◆ **ABOUT THIS EXERCISE**
Copy, pictures aside: the lines below from the one that holds "of the tile" through the final line of the listing, both ends included, exactly as they are and nothing else.
****************
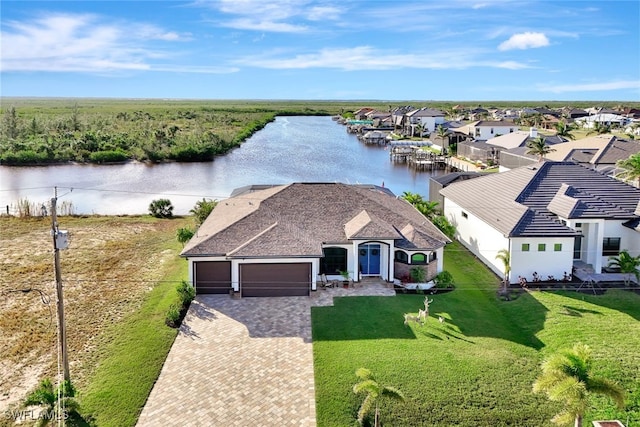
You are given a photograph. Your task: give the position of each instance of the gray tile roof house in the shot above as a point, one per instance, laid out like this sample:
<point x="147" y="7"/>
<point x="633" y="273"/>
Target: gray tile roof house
<point x="302" y="230"/>
<point x="554" y="204"/>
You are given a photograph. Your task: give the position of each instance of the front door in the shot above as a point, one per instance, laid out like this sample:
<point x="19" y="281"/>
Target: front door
<point x="369" y="259"/>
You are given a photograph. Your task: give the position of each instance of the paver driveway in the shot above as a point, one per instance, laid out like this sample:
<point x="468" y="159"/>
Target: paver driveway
<point x="238" y="362"/>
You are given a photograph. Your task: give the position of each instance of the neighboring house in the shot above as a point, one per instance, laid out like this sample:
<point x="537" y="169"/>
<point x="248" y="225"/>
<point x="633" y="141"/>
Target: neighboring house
<point x="599" y="152"/>
<point x="437" y="183"/>
<point x="546" y="215"/>
<point x="361" y="113"/>
<point x="576" y="113"/>
<point x="483" y="130"/>
<point x="428" y="118"/>
<point x="278" y="240"/>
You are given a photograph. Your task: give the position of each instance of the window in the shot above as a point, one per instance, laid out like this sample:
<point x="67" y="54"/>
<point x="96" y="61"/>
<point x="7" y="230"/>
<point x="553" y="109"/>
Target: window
<point x="401" y="256"/>
<point x="611" y="246"/>
<point x="334" y="260"/>
<point x="418" y="259"/>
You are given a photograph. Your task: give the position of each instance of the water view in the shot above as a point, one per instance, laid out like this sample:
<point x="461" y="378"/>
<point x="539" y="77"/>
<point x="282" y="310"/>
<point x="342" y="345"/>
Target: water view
<point x="290" y="149"/>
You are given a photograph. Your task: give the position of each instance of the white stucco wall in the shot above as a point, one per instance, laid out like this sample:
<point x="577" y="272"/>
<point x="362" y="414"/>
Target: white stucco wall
<point x="546" y="263"/>
<point x="481" y="239"/>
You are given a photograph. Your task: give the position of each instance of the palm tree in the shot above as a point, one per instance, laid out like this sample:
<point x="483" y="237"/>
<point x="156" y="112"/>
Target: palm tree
<point x="627" y="264"/>
<point x="564" y="129"/>
<point x="539" y="147"/>
<point x="630" y="167"/>
<point x="505" y="256"/>
<point x="567" y="377"/>
<point x="442" y="133"/>
<point x="374" y="390"/>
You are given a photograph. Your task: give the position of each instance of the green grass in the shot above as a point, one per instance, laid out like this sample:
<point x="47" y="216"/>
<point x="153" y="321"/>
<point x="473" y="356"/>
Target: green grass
<point x="476" y="369"/>
<point x="132" y="356"/>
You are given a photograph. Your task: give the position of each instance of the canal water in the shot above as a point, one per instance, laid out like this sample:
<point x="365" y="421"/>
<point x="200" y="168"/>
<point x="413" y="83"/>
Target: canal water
<point x="290" y="149"/>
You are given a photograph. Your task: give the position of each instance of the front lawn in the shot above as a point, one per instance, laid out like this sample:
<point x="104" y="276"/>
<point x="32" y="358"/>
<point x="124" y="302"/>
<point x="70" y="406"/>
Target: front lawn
<point x="477" y="368"/>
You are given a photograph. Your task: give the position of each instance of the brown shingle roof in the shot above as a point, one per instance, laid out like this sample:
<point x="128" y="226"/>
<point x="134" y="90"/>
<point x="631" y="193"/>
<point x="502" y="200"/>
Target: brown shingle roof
<point x="297" y="219"/>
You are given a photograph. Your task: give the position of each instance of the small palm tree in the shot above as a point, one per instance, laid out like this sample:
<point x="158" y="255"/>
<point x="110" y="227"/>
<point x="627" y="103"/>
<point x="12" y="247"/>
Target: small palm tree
<point x="627" y="264"/>
<point x="564" y="129"/>
<point x="505" y="256"/>
<point x="630" y="168"/>
<point x="567" y="377"/>
<point x="374" y="391"/>
<point x="539" y="147"/>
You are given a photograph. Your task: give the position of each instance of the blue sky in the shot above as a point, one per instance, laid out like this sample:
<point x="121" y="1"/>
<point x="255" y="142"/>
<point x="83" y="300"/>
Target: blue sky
<point x="299" y="49"/>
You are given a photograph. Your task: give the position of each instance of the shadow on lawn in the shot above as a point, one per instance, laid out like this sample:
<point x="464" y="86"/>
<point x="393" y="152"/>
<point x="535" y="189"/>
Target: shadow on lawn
<point x="623" y="300"/>
<point x="466" y="316"/>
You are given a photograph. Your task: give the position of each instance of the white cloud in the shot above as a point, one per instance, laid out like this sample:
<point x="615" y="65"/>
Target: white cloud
<point x="264" y="25"/>
<point x="526" y="40"/>
<point x="368" y="58"/>
<point x="591" y="87"/>
<point x="80" y="43"/>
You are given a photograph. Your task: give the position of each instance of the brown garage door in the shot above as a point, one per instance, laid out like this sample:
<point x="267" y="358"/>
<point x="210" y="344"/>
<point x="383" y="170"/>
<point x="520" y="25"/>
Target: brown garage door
<point x="275" y="280"/>
<point x="212" y="277"/>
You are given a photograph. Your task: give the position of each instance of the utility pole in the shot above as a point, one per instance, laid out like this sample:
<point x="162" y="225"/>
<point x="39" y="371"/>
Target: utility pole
<point x="56" y="257"/>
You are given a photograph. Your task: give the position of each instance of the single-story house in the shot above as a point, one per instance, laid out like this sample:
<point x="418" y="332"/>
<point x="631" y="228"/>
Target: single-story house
<point x="280" y="239"/>
<point x="547" y="215"/>
<point x="599" y="152"/>
<point x="608" y="119"/>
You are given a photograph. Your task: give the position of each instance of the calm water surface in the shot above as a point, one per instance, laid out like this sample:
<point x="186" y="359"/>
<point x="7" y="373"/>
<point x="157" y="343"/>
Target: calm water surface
<point x="291" y="149"/>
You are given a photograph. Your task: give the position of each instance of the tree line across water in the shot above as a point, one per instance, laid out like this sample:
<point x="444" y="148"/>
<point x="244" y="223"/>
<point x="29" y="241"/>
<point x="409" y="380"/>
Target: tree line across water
<point x="36" y="131"/>
<point x="119" y="132"/>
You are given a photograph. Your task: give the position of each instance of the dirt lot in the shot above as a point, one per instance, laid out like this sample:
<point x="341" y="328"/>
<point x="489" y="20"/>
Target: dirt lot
<point x="111" y="262"/>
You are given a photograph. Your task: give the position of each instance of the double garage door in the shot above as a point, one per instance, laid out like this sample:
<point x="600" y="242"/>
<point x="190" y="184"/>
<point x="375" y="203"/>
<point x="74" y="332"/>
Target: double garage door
<point x="256" y="280"/>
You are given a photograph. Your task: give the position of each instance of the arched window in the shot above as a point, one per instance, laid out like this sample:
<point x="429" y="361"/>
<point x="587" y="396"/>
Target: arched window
<point x="401" y="256"/>
<point x="418" y="258"/>
<point x="333" y="261"/>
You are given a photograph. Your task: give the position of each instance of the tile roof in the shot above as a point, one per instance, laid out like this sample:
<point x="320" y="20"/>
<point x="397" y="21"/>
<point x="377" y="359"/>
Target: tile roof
<point x="295" y="220"/>
<point x="526" y="201"/>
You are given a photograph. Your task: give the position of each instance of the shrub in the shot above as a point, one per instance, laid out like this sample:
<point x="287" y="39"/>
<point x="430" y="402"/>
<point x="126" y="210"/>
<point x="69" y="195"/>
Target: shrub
<point x="184" y="234"/>
<point x="161" y="208"/>
<point x="173" y="316"/>
<point x="186" y="292"/>
<point x="202" y="209"/>
<point x="444" y="280"/>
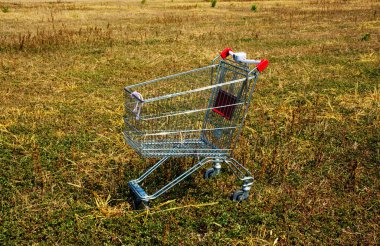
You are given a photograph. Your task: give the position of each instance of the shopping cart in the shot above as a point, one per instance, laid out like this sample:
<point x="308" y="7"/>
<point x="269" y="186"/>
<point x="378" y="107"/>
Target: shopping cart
<point x="198" y="113"/>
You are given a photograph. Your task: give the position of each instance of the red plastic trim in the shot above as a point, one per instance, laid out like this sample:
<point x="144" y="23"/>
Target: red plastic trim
<point x="262" y="65"/>
<point x="224" y="53"/>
****************
◆ **SOLUTION FOR THIS TASK**
You are given a photograph. Your task: give the position of each instance of the tile roof in the shot above as a point, one per instance, laid out like this sample:
<point x="320" y="20"/>
<point x="397" y="21"/>
<point x="377" y="359"/>
Target: tile roof
<point x="295" y="220"/>
<point x="526" y="201"/>
You are given a photograph. Your task: give the position of each instance of the shrub in the shot above as a point, one per instance, laid out like this sample:
<point x="287" y="39"/>
<point x="430" y="402"/>
<point x="126" y="210"/>
<point x="69" y="195"/>
Target: shrub
<point x="184" y="234"/>
<point x="161" y="208"/>
<point x="173" y="316"/>
<point x="186" y="292"/>
<point x="202" y="209"/>
<point x="444" y="280"/>
You are given a photograph. Your task: give the position of each instance of the shopping cart in the shot above as a point, one per instance, laid out like this sample:
<point x="308" y="7"/>
<point x="269" y="186"/>
<point x="378" y="107"/>
Target: shopping cart
<point x="198" y="113"/>
You are given a photograph. Your task: give the position of each instance of the red plastic trim in the shot above as a point, one per instance, laid out like this sample:
<point x="144" y="23"/>
Target: red plastic trim
<point x="262" y="65"/>
<point x="224" y="53"/>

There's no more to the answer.